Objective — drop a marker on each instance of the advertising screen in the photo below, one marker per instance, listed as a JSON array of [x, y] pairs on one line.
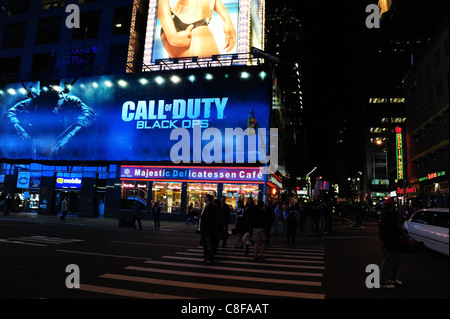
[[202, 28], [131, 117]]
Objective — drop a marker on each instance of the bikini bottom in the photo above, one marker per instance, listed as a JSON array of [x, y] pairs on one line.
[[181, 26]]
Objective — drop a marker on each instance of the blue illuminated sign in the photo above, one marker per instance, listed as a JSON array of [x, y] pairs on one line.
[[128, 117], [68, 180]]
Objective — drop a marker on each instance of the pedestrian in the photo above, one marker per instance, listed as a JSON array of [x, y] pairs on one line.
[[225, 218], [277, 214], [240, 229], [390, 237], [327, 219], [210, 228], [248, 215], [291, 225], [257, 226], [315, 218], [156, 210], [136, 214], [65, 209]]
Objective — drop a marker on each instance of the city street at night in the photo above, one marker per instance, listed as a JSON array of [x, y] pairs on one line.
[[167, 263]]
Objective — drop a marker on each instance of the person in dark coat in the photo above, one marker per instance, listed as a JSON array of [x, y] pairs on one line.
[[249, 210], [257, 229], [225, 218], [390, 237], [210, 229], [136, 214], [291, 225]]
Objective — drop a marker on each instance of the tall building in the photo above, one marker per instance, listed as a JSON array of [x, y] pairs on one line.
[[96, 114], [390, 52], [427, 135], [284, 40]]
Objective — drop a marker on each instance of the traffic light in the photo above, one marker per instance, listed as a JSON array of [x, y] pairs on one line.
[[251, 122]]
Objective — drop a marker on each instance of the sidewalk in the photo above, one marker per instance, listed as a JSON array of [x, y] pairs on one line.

Description of the task: Write out the part that opens with the line containing "Objective — drop a marker on each instance of the tall" and runs through the last of the items above, requests included, with every x and y coordinate in the answers multiplied by 0.7 and rounded to a whole number (halves round up). Give only that part.

Answer to the exercise:
Objective — drop a marker on each instance of the tall building in the photo above, one marker per instance, listed as a JSON array of [x, y] pairs on one line.
[[67, 80], [273, 36], [299, 95], [199, 28]]
Objective — drop a marker on each instance of the traffic light in the photo above, one marker per instance, listed as a JSON array of [x, y] pairs on one line.
[[176, 85]]
Objective — drop a marker on each instance of the sidewalk in the photo above, one marker per instance, listed as a JSON array of [x, y] pairs on one line.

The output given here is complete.